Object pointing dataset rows
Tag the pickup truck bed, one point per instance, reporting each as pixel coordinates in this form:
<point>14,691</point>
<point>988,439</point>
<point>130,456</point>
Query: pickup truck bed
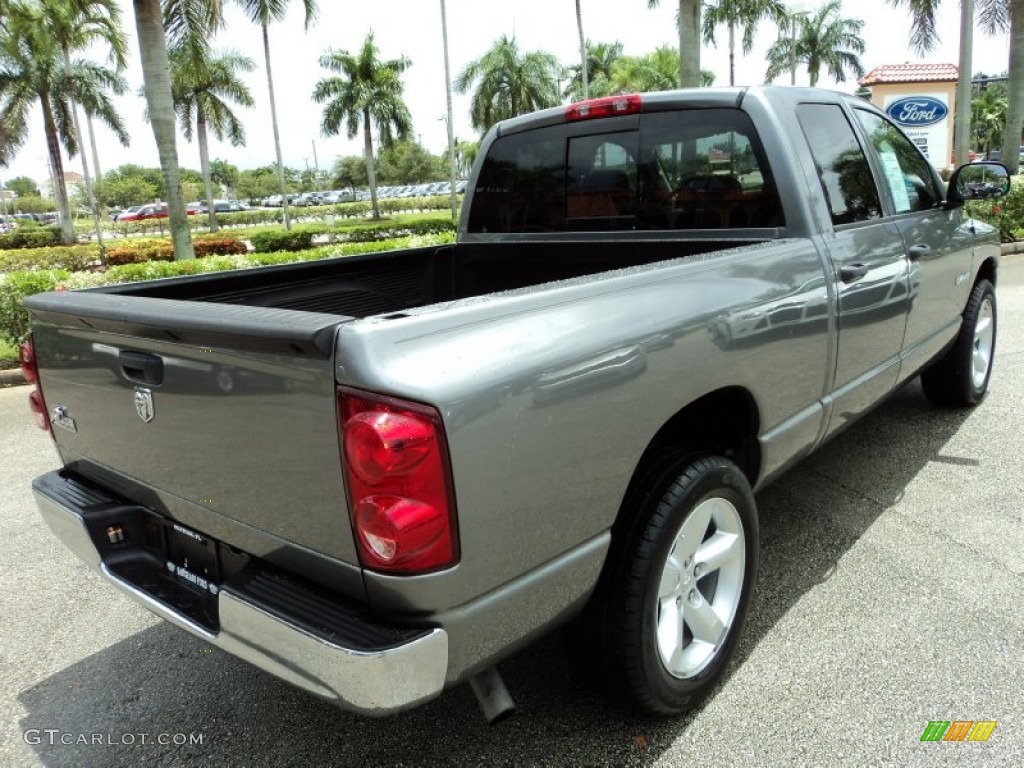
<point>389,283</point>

---

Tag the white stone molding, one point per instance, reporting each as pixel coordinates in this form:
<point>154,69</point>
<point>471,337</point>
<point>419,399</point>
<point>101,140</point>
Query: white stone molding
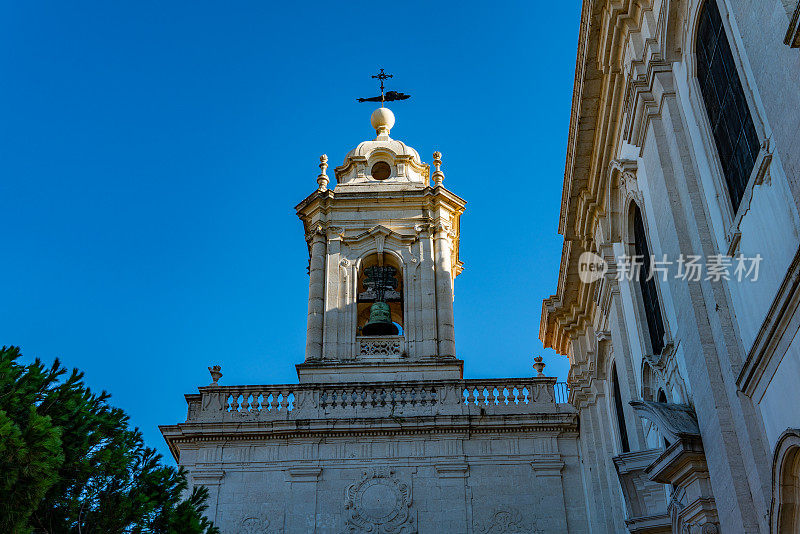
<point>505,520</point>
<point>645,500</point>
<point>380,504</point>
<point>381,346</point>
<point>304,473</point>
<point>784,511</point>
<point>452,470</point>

WORK TO BE COMPLETED
Lay out everything from the line containing "Tag the pickup" down to the line containing "<point>389,283</point>" as a numbered list, skipping blank lines and leaving out the pictures.

SOLUTION TO THIS TASK
1. Tag the pickup truck bed, one point per instance, reporting each as pixel coordinates in this form:
2. <point>14,691</point>
3. <point>988,439</point>
4. <point>130,456</point>
5. Query: pickup truck bed
6. <point>389,283</point>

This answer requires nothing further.